What you are asked to do:
Exactly reproduce each record listed below.

Data listing:
>> start
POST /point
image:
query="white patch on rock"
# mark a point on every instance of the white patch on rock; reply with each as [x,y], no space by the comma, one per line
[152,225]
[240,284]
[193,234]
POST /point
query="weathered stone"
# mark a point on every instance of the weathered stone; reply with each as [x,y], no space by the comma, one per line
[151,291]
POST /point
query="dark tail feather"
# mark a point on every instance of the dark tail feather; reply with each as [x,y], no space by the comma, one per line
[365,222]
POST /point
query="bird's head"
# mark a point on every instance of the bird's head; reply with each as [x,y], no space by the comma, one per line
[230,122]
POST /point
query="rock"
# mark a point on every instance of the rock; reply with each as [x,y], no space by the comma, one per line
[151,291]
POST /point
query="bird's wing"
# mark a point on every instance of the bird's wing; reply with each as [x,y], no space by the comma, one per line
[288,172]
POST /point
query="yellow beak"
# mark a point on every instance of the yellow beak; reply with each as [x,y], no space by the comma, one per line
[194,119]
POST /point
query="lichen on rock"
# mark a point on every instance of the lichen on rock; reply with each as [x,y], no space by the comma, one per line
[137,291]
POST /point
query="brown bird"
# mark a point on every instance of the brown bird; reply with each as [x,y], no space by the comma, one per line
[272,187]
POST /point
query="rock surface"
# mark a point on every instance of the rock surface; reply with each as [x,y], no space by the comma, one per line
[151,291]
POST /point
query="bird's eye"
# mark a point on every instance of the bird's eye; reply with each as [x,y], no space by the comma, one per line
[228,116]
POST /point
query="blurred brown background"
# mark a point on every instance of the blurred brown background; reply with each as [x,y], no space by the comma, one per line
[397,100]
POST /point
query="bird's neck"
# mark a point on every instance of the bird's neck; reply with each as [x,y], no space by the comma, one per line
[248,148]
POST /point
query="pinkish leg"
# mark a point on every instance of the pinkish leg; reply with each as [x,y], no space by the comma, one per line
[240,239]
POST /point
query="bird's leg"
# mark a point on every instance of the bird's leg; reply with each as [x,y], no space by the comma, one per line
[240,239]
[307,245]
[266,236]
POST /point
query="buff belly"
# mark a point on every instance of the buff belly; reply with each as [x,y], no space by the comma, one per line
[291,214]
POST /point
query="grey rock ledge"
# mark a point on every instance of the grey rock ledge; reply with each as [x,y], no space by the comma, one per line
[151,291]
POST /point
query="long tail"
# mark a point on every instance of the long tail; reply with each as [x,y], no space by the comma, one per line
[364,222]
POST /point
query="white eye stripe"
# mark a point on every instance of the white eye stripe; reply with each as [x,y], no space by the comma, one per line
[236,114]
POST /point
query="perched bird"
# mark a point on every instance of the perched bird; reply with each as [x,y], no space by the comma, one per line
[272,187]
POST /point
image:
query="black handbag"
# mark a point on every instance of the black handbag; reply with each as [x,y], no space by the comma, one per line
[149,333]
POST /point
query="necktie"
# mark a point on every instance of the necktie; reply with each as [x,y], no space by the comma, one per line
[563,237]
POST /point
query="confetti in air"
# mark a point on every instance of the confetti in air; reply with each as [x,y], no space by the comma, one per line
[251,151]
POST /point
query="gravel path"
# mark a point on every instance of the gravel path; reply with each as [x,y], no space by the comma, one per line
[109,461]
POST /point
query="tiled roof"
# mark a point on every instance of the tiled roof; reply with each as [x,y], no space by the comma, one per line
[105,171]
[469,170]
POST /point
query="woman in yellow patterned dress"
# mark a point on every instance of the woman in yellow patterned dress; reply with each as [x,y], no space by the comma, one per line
>> end
Answer to the task:
POST /point
image:
query="white patch on rock"
# mark a point on every instance of the white patch on rock; reply with each as [x,y], no space by the comma, one per line
[152,225]
[240,284]
[193,234]
POST /point
query="weathered stone"
# mark a point on every instance of the weathered stone; reply with each as [x,y], no space by the comma, one per line
[151,291]
POST /point
query="dark tail feather"
# mark a point on every instance of the dark tail feather; reply with each as [x,y], no space by the comma, one per line
[365,222]
POST /point
query="bird's head"
# mark a point on every instance of the bird's head; reply with each as [x,y], no space by the comma, one per line
[230,122]
POST /point
query="rock"
# mark a point on every instance of the rock; reply with each as [x,y], no space by the comma, one per line
[151,291]
POST /point
query="bird's wing"
# mark a point on every instance of the bird's wing; reply with each as [x,y], no space by the comma, one per line
[288,172]
POST /point
query="yellow beak"
# mark a point on every instance of the yellow beak; reply with each as [x,y], no space by the comma, one per line
[194,119]
POST /point
query="lichen on rock"
# mark a point on every instance of the lichen on rock; reply with each as [x,y], no space by the comma, one per line
[137,291]
POST /point
query="brown bird"
# mark a point on every instance of the brown bird; reply with each as [x,y], no space by the comma, one per line
[272,187]
POST /point
query="rock surface"
# mark a point on every instance of the rock surface; reply with each as [x,y], no space by the comma, one per line
[151,291]
POST /point
query="bird's eye"
# mark a point on every instance of the bird's eye; reply with each as [x,y], no space by the comma, one per line
[228,116]
POST /point
query="blurred brown background"
# mark a point on every instance of the blurred brown background; reply with each as [x,y], no space by the comma, one per line
[397,100]
POST /point
query="bird's neck"
# mark a point on every instance of the bird's neck; reply with each as [x,y], no space by the comma, one per line
[248,148]
POST /point
query="pinkish leg"
# mark a point on every instance of the pinkish leg; reply with each as [x,y], no space by the comma, one per line
[240,239]
POST /point
query="bird's leg"
# mark a point on every instance of the bird's leg; reply with each as [x,y], no space by the comma, one per line
[240,239]
[307,245]
[266,236]
POST /point
query="buff belly"
# mark a point on every instance of the buff belly; reply with each as [x,y], no space by the comma, one per line
[291,214]
POST /point
query="grey rock ledge"
# mark a point on every instance of the grey rock ledge; reply with each as [x,y], no space by the comma, one per line
[151,291]
POST /point
query="long tail"
# mark a point on every instance of the long tail; reply with each as [x,y], no space by the comma, one per line
[364,222]
POST /point
query="white eye stripe"
# mark a point on every instance of the white eye stripe; reply with each as [x,y], no space by the comma, one per line
[236,114]
POST /point
query="perched bird"
# mark a point on every instance of the perched bird; reply with each as [x,y], no space by the comma, one per line
[272,187]
POST /point
image:
query="black handbag"
# mark a point on every instance of the black handbag; reply with each as [x,y], no space by the comma, one per line
[149,333]
POST /point
query="necktie"
# mark a point on every instance of the necktie; reply with each as [x,y], no space by the comma, one per line
[563,237]
POST /point
query="confetti in air"
# mark a point on every instance of the confetti in air; reply with each as [x,y], no space by the comma, one per line
[251,151]
POST /point
query="gravel path"
# mark a point on every instance of the gravel path; reply with each as [x,y], no space by the comma, one per line
[109,461]
POST /point
query="tiled roof"
# mark a point on every instance of the tiled roof; reply with each as [x,y], no space by the comma, one per line
[105,171]
[469,170]
POST /point
query="woman in yellow patterned dress"
# mark a point on every instance of the woman in yellow patterned dress; reply with each as [x,y], no space by the comma, one per line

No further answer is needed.